** Task statement **
Arrange the records as a Markdown table with the columns "Row" and "Line". Start with the first line of the records, go on through the line that contains "<point>92,63</point>", and leave out blank lines.

** Raw records **

▬▬▬

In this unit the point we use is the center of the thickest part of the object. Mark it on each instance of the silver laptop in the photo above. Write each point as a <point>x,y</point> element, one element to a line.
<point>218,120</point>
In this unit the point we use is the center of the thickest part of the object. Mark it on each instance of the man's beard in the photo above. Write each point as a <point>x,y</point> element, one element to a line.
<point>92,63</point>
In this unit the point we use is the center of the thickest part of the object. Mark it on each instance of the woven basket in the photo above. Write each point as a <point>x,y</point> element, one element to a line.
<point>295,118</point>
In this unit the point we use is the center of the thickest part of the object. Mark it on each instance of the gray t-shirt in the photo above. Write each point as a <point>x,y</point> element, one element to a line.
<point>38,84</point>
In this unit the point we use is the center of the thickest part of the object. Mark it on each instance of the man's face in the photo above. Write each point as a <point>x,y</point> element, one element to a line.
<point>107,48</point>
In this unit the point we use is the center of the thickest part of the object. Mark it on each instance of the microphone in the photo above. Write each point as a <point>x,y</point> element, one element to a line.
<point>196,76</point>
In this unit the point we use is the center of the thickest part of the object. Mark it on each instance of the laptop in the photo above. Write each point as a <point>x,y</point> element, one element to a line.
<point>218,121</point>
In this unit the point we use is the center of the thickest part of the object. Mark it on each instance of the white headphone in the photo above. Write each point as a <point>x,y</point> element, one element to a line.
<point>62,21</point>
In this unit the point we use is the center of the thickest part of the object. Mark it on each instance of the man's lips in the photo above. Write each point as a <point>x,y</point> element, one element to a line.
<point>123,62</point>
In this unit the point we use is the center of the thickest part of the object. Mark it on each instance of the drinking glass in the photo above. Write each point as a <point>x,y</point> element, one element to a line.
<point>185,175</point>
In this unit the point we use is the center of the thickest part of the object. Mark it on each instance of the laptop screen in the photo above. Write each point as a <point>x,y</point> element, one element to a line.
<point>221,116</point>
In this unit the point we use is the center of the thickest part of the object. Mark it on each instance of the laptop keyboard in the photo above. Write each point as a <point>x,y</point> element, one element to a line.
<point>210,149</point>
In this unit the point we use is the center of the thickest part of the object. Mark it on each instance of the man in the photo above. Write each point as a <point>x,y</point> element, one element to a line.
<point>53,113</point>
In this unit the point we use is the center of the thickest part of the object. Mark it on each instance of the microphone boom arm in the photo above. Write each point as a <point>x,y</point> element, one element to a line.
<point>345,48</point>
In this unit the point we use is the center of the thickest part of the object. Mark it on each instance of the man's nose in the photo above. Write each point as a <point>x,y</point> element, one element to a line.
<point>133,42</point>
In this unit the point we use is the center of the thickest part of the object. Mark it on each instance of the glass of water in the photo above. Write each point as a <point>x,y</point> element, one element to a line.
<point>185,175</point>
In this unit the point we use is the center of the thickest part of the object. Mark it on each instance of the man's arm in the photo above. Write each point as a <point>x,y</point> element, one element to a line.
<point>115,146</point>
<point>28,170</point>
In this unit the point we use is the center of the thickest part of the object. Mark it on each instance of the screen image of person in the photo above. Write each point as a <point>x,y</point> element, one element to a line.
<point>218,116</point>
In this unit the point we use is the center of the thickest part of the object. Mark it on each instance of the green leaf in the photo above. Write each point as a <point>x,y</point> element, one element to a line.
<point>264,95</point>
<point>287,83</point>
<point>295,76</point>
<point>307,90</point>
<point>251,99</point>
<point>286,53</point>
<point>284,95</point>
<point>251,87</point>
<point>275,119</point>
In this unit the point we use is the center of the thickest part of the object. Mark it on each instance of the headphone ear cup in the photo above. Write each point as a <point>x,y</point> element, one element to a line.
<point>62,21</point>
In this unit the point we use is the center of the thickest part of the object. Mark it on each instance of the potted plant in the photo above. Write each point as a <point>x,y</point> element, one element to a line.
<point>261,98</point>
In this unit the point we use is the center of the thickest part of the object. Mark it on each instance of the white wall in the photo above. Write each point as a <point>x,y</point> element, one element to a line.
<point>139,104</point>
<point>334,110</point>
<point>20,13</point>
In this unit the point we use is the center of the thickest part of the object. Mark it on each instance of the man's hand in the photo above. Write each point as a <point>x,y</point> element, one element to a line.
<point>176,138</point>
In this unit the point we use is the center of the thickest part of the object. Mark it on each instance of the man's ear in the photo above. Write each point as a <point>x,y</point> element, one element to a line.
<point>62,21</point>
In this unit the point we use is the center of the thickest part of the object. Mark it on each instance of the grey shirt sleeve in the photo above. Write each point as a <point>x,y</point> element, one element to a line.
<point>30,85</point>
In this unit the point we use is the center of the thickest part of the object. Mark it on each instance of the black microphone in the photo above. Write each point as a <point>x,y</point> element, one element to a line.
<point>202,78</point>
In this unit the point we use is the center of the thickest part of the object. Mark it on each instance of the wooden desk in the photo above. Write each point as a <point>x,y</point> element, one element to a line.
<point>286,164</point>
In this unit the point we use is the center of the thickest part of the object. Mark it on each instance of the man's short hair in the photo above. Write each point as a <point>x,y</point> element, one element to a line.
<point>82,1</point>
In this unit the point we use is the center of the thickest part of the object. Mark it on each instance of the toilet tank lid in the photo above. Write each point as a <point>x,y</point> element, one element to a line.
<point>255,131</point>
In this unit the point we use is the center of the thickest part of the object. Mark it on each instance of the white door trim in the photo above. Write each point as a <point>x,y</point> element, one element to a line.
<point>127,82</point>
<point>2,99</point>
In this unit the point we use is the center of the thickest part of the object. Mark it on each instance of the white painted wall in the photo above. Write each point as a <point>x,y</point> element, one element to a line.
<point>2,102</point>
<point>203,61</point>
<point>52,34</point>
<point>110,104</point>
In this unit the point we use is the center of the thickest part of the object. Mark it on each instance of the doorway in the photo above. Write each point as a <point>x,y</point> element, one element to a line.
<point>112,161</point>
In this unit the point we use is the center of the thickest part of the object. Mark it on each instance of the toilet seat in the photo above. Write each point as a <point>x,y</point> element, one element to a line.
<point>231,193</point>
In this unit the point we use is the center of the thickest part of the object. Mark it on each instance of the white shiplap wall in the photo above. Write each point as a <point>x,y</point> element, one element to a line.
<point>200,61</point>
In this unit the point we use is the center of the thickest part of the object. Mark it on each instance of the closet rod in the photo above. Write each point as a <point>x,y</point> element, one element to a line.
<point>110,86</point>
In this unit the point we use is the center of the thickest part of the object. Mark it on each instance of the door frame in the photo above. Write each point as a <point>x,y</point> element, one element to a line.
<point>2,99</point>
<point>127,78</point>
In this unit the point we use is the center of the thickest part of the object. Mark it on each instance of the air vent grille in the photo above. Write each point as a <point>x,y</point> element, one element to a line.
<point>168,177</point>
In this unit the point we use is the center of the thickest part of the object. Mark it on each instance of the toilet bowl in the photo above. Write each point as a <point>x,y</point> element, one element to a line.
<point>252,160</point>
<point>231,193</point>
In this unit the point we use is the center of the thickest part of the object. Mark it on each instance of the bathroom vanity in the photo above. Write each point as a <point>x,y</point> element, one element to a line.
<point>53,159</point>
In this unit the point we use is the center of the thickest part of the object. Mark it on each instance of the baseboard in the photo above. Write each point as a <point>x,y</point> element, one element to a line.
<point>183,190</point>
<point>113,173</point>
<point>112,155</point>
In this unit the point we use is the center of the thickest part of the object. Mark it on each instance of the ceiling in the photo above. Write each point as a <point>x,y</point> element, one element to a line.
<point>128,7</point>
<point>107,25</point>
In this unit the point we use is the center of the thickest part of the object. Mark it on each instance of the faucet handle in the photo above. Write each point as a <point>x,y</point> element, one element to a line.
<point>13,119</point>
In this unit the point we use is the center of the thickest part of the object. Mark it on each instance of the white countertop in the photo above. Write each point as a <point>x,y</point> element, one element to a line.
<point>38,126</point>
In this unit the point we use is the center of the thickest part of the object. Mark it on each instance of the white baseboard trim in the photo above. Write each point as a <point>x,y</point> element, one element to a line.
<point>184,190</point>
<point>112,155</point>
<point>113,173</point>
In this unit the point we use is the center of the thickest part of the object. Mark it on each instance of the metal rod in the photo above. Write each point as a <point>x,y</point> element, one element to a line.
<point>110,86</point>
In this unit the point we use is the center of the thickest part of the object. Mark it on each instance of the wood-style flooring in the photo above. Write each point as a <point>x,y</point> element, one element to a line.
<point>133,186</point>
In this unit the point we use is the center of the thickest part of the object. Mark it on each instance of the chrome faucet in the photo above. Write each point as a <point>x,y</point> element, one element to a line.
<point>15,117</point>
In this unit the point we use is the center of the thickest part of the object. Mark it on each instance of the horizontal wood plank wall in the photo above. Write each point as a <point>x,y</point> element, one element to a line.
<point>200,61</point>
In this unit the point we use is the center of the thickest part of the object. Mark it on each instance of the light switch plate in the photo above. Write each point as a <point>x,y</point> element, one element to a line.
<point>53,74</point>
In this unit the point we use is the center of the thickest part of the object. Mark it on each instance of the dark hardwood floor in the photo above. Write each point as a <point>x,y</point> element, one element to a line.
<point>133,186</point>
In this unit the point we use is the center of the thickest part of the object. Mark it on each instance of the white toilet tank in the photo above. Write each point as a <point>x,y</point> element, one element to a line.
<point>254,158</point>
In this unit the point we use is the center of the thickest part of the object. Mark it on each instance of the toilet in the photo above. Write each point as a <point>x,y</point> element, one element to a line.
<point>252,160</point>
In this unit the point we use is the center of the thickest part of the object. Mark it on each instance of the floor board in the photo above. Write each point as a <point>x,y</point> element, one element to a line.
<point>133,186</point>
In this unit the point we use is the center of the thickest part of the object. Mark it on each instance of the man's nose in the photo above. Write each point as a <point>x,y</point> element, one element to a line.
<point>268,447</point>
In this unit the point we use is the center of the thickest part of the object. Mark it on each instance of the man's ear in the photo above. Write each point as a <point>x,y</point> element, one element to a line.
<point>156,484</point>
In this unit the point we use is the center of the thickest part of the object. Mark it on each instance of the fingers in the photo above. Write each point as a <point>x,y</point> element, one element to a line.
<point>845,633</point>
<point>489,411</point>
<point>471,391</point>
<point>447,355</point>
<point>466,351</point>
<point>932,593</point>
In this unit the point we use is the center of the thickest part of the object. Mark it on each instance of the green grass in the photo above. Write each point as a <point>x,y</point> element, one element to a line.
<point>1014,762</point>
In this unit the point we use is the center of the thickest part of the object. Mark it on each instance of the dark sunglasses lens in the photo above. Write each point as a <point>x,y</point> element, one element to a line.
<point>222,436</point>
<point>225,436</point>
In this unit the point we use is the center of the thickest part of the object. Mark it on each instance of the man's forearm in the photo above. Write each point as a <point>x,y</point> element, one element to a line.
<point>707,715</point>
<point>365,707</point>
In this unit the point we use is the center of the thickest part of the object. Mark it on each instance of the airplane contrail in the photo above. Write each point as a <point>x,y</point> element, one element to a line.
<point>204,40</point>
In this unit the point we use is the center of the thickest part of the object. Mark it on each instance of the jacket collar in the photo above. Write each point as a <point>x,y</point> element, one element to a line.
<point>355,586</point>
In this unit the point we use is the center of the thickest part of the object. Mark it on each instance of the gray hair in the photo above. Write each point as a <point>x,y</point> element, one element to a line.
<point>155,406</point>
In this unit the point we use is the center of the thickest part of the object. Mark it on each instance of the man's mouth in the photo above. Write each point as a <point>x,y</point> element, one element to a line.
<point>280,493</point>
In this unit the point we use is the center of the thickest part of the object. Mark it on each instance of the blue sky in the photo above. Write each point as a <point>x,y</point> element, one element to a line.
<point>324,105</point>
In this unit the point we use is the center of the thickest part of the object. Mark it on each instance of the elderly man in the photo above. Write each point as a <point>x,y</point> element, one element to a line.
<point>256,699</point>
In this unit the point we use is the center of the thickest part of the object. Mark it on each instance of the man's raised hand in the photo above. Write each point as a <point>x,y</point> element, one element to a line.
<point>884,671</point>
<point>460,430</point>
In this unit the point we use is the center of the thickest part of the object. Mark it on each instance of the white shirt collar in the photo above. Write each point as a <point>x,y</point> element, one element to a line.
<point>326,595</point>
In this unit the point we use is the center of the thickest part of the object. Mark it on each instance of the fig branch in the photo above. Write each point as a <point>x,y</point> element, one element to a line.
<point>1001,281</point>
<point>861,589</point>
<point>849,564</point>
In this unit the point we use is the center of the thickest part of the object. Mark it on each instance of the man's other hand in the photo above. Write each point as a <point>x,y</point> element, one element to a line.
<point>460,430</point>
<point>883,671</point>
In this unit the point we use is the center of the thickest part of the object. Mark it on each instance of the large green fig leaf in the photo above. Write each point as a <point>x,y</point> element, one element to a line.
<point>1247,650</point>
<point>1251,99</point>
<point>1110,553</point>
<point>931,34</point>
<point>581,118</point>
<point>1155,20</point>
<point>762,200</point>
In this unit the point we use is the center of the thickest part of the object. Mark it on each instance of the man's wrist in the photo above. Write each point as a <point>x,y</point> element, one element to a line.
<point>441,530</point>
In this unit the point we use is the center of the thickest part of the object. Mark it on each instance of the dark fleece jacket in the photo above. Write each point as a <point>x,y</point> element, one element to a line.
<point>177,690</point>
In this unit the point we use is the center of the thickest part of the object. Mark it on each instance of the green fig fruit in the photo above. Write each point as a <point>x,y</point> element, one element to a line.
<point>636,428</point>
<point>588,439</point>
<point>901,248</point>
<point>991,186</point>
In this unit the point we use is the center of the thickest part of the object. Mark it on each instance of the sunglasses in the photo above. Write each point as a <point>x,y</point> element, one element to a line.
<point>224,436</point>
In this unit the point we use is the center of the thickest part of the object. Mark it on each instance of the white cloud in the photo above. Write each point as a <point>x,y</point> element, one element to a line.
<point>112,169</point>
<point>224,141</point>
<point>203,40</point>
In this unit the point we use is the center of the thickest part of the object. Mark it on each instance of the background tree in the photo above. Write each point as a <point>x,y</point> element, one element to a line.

▬▬▬

** Result below **
| Row | Line |
|---|---|
| 1 | In this unit the point we use is the center of the thickest part of the object. Mark it on each instance of the silver laptop in the photo above. Write each point as a <point>x,y</point> element, one element to a line. |
| 2 | <point>218,120</point> |
| 3 | In this unit the point we use is the center of the thickest part of the object. Mark it on each instance of the man's beard in the photo above. Write each point as a <point>x,y</point> element, one element to a line. |
| 4 | <point>92,63</point> |